Segment Start: DATA FOR THE TASK
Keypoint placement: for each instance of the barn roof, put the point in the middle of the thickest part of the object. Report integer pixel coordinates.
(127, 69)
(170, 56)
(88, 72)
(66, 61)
Segment End: DATA FOR THE TASK
*WHAT NEEDS TO BE DONE*
Would you please transcribe the records above in full and exactly?

*SOLUTION FOR THIS EXERCISE*
Keypoint placement: for each instance of the barn roof, put the point in the middle of the thickest part of the object. Report integer pixel coordinates.
(127, 69)
(170, 56)
(88, 72)
(66, 61)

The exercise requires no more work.